Final consolidation workshop
The final prioritisation process was conducted via a virtual online meeting on 14 June 2021. Nine patient and carer attendees with lived experience of diabetic foot problems were recruited via direct contact from members of the VSDFSIG. Nine healthcare workers were recruited via direct communication with national bodies (eg, VSGBI, Royal College of Podiatry) and via direct links with members of the VSDFSIG.
The workshop was facilitated by the JLA and VSGBI. Members of the VSDFSIG (DR, JS, RC, LA) provided general support during the process, but had no influence over the process of priority setting, observed all sessions (muted with cameras off) and noted key points arising from the discussion.
The seven patient and carer research priorities from the JLA PSP were merged with the six priorities from the health professional PSP, and after removal of a duplicate question, 12 were taken forward to the final prioritisation workshop. One week prior to the workshop, the 12 research priority questions were circulated to attendees. Attendees reviewed and ranked the research questions in order of importance prior to the meeting.
The workshop commenced with an overview of the JLA process. Attendees were divided into three ‘breakout’ groups, each comprising a mix of patients/carers and healthcare professionals. Each breakout group was led by an experienced facilitator skilled in the JLA process.
In the first breakout session, each participant presented their ‘top 3’ and ‘bottom 3’ of the final research priorities. In the second breakout session, having heard a range of perspectives, the same groups were asked to arrange the priorities into a ranked order (numbered 1–12) by mutual discussion. The JLA facilitators collated the priority rank order from each group to generate a combined priority rank order of the research questions.

ENTRIES SHOWN:
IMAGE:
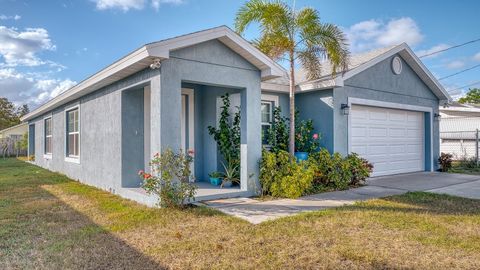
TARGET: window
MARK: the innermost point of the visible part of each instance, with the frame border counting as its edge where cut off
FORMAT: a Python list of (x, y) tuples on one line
[(267, 118), (48, 136), (73, 133)]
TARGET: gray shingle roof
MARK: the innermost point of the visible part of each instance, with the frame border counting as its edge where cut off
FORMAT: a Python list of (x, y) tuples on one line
[(355, 61)]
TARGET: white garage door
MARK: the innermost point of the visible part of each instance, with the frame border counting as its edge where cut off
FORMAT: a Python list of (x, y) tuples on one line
[(393, 140)]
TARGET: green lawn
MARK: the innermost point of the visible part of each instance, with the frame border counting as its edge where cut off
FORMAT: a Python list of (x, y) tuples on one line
[(50, 222)]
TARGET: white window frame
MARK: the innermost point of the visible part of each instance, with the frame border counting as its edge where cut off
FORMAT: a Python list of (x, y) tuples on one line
[(47, 155), (69, 158), (273, 100)]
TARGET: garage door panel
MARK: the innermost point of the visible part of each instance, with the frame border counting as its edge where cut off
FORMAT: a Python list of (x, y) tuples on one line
[(397, 132), (393, 140)]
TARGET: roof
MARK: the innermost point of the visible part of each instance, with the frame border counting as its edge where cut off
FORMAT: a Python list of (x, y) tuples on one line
[(144, 56), (357, 64), (14, 127), (456, 106)]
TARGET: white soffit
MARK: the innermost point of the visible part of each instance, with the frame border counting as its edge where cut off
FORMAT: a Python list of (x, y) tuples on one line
[(144, 56)]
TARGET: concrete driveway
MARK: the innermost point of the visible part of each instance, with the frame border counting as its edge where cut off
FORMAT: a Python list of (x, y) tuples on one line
[(256, 211), (462, 185)]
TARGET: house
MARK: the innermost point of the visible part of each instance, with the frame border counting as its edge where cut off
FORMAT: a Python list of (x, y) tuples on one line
[(165, 95), (458, 130), (15, 132), (9, 139)]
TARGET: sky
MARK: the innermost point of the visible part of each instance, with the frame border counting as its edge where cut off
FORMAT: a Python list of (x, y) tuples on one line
[(46, 47)]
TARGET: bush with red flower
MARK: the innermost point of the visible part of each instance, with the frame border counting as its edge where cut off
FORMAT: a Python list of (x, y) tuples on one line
[(306, 139), (170, 178)]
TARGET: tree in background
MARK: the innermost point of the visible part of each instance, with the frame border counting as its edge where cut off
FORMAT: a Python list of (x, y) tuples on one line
[(10, 114), (291, 35), (472, 96)]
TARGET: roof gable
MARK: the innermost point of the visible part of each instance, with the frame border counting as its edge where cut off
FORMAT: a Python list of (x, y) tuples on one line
[(413, 61)]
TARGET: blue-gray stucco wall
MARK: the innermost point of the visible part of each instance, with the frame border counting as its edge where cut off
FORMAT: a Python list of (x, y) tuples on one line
[(211, 64), (318, 106), (100, 162), (132, 136), (205, 98), (381, 84)]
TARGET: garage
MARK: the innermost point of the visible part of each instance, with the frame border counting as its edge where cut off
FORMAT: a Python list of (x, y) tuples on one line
[(392, 139)]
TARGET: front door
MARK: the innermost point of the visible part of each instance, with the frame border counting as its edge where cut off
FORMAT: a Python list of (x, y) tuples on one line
[(187, 122)]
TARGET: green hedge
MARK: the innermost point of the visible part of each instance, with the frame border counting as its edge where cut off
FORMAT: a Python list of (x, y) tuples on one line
[(282, 176)]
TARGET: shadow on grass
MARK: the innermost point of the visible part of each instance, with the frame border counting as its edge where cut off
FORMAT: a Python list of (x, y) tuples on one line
[(34, 221)]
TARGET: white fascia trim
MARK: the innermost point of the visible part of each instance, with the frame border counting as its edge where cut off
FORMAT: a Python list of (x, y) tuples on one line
[(460, 109), (375, 103), (274, 87), (417, 61), (75, 91), (162, 49)]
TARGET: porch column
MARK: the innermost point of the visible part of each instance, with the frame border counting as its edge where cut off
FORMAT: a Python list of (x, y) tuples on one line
[(155, 115), (251, 144)]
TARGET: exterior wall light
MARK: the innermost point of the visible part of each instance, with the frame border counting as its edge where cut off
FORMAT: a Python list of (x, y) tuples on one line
[(345, 109)]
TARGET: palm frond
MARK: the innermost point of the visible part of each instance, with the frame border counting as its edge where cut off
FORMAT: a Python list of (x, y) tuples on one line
[(310, 59)]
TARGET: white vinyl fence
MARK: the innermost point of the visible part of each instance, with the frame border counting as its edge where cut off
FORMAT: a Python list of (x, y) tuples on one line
[(459, 136)]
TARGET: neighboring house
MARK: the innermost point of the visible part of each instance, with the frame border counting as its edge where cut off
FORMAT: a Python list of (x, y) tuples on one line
[(458, 129), (166, 93), (15, 132)]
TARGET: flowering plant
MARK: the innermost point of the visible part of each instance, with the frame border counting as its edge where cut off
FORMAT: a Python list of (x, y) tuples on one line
[(170, 178)]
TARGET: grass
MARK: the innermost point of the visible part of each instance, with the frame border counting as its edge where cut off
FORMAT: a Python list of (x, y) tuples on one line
[(50, 222), (465, 166)]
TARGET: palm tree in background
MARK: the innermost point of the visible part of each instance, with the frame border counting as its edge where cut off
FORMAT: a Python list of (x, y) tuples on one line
[(291, 35)]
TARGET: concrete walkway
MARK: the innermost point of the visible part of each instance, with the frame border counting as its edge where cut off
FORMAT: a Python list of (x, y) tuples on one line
[(256, 211)]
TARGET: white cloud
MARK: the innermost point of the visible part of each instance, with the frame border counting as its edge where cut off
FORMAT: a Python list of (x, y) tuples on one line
[(21, 47), (6, 17), (455, 64), (476, 57), (157, 3), (433, 49), (126, 5), (371, 34), (23, 88)]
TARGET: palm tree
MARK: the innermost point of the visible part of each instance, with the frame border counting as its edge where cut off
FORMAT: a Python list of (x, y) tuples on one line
[(288, 34)]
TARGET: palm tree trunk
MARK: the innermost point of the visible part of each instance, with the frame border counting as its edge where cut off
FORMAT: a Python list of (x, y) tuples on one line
[(291, 146)]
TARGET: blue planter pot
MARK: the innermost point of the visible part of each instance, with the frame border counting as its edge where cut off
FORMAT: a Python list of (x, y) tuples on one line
[(215, 181), (300, 156)]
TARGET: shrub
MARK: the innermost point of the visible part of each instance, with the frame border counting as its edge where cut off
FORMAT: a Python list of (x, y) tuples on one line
[(445, 161), (337, 172), (360, 168), (170, 179), (282, 176)]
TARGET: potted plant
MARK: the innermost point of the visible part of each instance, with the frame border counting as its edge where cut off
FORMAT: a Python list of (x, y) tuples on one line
[(231, 174), (215, 178)]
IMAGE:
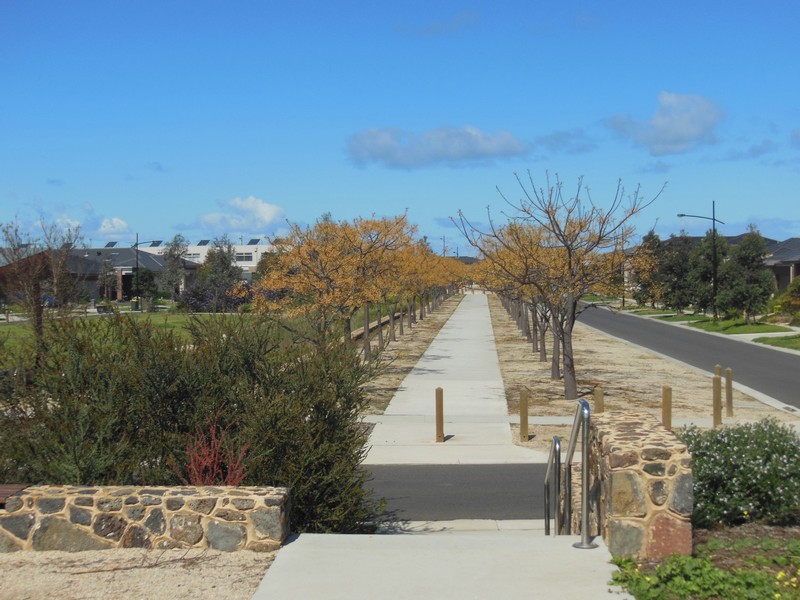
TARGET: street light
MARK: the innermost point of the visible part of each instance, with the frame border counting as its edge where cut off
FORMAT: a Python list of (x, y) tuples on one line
[(136, 273), (714, 221)]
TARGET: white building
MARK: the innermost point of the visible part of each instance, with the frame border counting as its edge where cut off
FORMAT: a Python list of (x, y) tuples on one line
[(246, 256)]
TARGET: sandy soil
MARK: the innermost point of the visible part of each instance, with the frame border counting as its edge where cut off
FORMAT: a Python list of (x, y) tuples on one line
[(132, 574), (632, 378)]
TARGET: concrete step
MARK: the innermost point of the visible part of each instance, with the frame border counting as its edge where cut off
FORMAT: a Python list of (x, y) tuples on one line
[(440, 560)]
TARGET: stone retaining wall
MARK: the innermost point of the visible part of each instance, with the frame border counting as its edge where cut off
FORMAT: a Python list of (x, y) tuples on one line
[(96, 518), (641, 483)]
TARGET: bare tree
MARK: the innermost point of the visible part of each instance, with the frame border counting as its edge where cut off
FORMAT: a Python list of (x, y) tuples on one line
[(37, 265), (562, 246)]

YOUR GOAL:
Duplicate the part of the workshop text that begins at the words "In the first" and stops after "the research questions.". The data is not needed for any of this.

PROBLEM SOLUTION:
In the first breakout session, each participant presented their ‘top 3’ and ‘bottom 3’ of the final research priorities. In the second breakout session, having heard a range of perspectives, the same groups were asked to arrange the priorities into a ranked order (numbered 1–12) by mutual discussion. The JLA facilitators collated the priority rank order from each group to generate a combined priority rank order of the research questions.